__STATED GOAL__: Will you transcribe all the entries word for word, skipping the pictures they hold?

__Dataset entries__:
---+---
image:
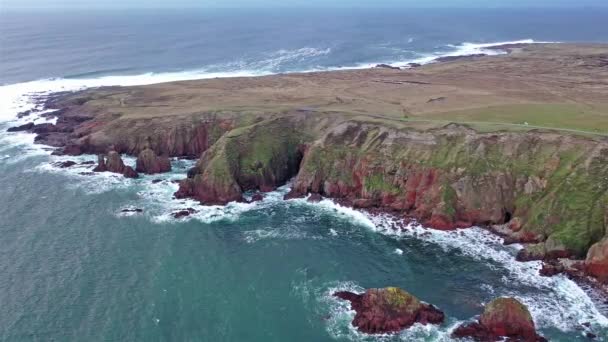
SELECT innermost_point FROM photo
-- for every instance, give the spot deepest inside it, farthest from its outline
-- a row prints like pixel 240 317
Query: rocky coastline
pixel 545 189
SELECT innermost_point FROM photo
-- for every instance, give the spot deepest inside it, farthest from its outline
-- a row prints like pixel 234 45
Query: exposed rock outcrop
pixel 113 163
pixel 502 318
pixel 149 163
pixel 389 310
pixel 596 263
pixel 554 187
pixel 258 157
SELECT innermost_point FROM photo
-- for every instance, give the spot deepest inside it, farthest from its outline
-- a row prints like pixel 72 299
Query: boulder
pixel 389 310
pixel 502 318
pixel 28 126
pixel 596 263
pixel 183 213
pixel 257 197
pixel 65 164
pixel 148 162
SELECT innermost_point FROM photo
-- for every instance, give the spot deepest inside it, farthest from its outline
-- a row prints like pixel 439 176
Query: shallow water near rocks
pixel 75 267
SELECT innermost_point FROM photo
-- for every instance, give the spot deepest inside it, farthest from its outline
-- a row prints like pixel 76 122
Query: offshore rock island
pixel 516 142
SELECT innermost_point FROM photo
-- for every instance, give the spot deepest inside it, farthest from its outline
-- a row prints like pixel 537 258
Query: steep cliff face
pixel 550 187
pixel 181 139
pixel 257 157
pixel 554 186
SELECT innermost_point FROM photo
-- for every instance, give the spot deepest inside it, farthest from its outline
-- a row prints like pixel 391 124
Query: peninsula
pixel 516 142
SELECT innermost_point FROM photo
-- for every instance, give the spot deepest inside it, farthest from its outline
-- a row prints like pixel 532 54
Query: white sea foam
pixel 341 315
pixel 343 212
pixel 563 304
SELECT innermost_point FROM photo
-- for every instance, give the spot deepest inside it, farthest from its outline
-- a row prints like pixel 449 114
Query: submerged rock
pixel 387 66
pixel 257 197
pixel 502 318
pixel 389 310
pixel 21 128
pixel 148 162
pixel 65 164
pixel 132 210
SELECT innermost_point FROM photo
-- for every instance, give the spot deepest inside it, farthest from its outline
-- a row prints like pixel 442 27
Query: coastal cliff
pixel 551 188
pixel 515 143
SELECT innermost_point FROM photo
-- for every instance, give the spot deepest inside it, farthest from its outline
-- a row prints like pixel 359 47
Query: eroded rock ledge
pixel 503 318
pixel 546 189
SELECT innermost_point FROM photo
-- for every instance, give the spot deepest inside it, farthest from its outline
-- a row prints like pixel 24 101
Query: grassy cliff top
pixel 553 86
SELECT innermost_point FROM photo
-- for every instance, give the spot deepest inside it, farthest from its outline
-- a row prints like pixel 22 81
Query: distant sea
pixel 74 267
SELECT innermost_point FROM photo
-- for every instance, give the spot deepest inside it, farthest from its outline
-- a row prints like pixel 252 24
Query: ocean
pixel 75 267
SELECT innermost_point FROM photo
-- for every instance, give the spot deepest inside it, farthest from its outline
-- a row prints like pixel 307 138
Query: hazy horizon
pixel 218 4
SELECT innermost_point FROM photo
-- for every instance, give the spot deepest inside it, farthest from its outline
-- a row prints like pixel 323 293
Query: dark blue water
pixel 86 44
pixel 73 267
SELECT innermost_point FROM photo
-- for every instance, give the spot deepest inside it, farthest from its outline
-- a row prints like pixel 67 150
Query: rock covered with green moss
pixel 554 186
pixel 550 188
pixel 389 310
pixel 261 157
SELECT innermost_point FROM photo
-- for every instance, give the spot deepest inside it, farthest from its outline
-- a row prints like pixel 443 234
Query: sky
pixel 294 3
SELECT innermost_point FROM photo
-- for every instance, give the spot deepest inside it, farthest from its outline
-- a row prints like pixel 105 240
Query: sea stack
pixel 502 318
pixel 389 310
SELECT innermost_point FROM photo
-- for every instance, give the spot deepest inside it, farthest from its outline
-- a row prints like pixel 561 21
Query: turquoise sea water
pixel 74 267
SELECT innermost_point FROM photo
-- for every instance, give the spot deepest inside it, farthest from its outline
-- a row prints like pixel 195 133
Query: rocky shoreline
pixel 545 189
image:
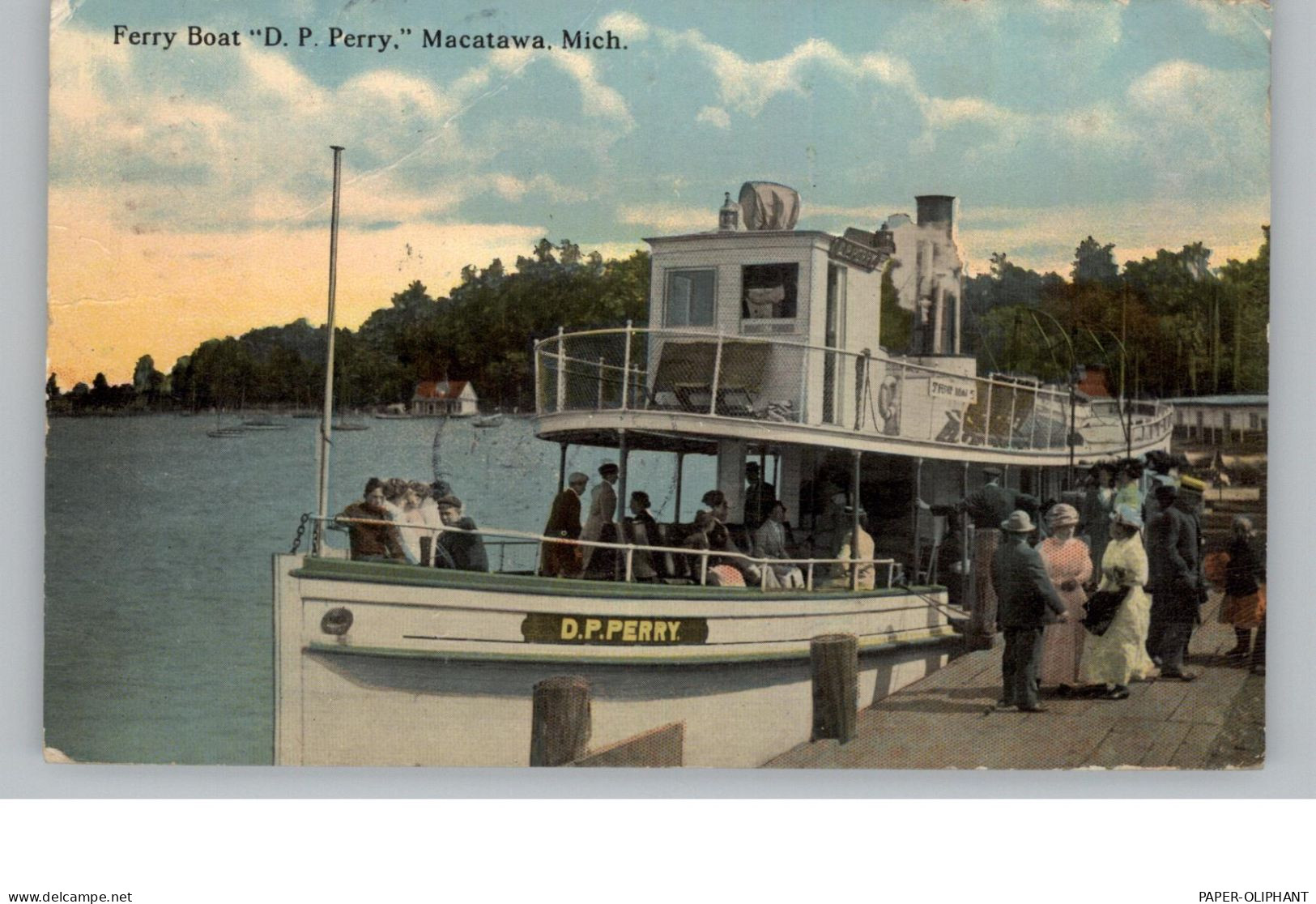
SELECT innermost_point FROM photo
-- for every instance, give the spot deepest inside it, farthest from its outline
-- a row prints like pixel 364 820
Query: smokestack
pixel 937 211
---+---
__THE SOLUTION__:
image:
SELECT innermost_point FROM photo
-- for every instance, give the spot deepest inside it, farthest from its outline
-- a row prints like pixel 240 317
Query: rocky coastline
pixel 545 189
SELECT innermost_point FROM photo
-- for every instance, give the spot deepest inside it, farthest from its outline
-- a row prints like pixel 234 45
Query: exposed rock outcrop
pixel 113 163
pixel 502 318
pixel 149 163
pixel 389 310
pixel 596 263
pixel 554 187
pixel 258 157
SELECT innermost_point FROM photo
-- for every instance, give the spot deepest inside it, farthest from its outline
-- a row prints like pixel 72 299
Query: boulder
pixel 389 310
pixel 502 318
pixel 28 126
pixel 596 263
pixel 183 213
pixel 257 197
pixel 65 164
pixel 148 162
SELECT innermost_point FROM photo
-- for every instance, give the spot deepest inside it, farthest from its outline
-- a row prints like pixel 439 176
Query: shallow water near rocks
pixel 75 267
SELECT innermost_point FROM photo
-- for every instance, give the spot deepest inside it, farthest from its outline
-- a row prints like pixel 76 122
Query: offshore rock island
pixel 516 142
SELECT innermost_point FROM photo
-- for every instance, give the spot deepest inside it, farthest from its outline
-- a row prints like pixel 537 258
Query: steep cliff face
pixel 550 187
pixel 181 139
pixel 257 157
pixel 554 186
SELECT innermost_point FROM photo
-- for every instance, give the spot deepest inside it, farthest from its outline
-- a row prints like pixel 391 124
Query: peninsula
pixel 516 142
SELECT innermost_point FROM photo
-- for every instance, give the spot deepest inside it, farthest from its outline
-- a row prints like pixel 532 54
Query: white sea foam
pixel 341 315
pixel 343 212
pixel 563 304
SELECT innermost_point FROM photo
-- for every instance, give the spot deepest inside it, farthest from its outline
-- a row prints like pixel 449 114
Query: submerged rock
pixel 387 66
pixel 257 197
pixel 502 318
pixel 389 310
pixel 21 128
pixel 148 162
pixel 65 164
pixel 132 210
SELECT innermost_point FROM photo
-- for every instance, give the spot deepest inside it, farthest from its outline
-- a row prints like pixel 442 27
Query: coastal cliff
pixel 551 188
pixel 515 143
SELECT innermost_point FROM photo
-- for every instance, give the spot deepest inside it, farthest from its outline
-- a row prints like pixel 359 47
Query: eroded rock ledge
pixel 503 318
pixel 546 189
SELECT innermost_point FROM photo
-- for every instance, give the spot deepest inside it, farthest from its outline
-- a row prints like pixel 24 101
Query: grassy cliff top
pixel 553 86
SELECT innermost_point FROM photo
-- for every instance, give the spot deepest inside it, farthest from its outline
-- a row prints like pixel 22 81
Query: distant sea
pixel 74 267
SELECT innermost_point FROM photo
-- for every instance, give the spot deepest inside it, farthest from its outline
-- a row prints like pixel 252 24
Query: ocean
pixel 75 267
SELECT innermost_point FROM photo
-- for every instance, give the spot deepest inside it, farthest from its outline
-- a row prints like pixel 307 138
Query: hazy horizon
pixel 218 4
SELECT innermost_point FROM photo
-- for every instance, give the spot deepest inside it, farthest from its outline
-- a row prints like pixel 323 293
Query: dark blue water
pixel 86 44
pixel 73 267
SELECT innermost_point FROM photo
-- for every instance, give the spot deepest inside it, farthest from its outline
-- a row prints like pixel 67 150
Query: rock covered with green moss
pixel 554 186
pixel 550 188
pixel 389 310
pixel 261 157
SELECT innermost_point FROM photo
-- for every instance, give the spot deepest inside it, farthest from its outline
-- a row prints like pixel 443 234
Query: sky
pixel 294 3
SELECT innermost_point FROM photo
-- for every instance, give the spot deepest inside it, farthest from its outline
-- a row prints like pixel 105 240
Query: sea stack
pixel 502 318
pixel 389 310
SELECT innermost_point FROM photo
-- for every instance, give the spot deepest inside it, farthest from its outline
-- a row prints like pixel 561 21
Query: turquoise sea water
pixel 74 267
SELECT innermost_point FROM photo
-- for every instance, give the spot deepest inside it, farthest from its outline
-- a row prints like pixel 195 133
Query: rocky shoreline
pixel 545 189
image:
SELECT innermost_point FROM photo
-- for every instance, give the spot deepest inside it, farthest from its outline
-- a row prints like pixel 364 820
Query: smokestack
pixel 937 211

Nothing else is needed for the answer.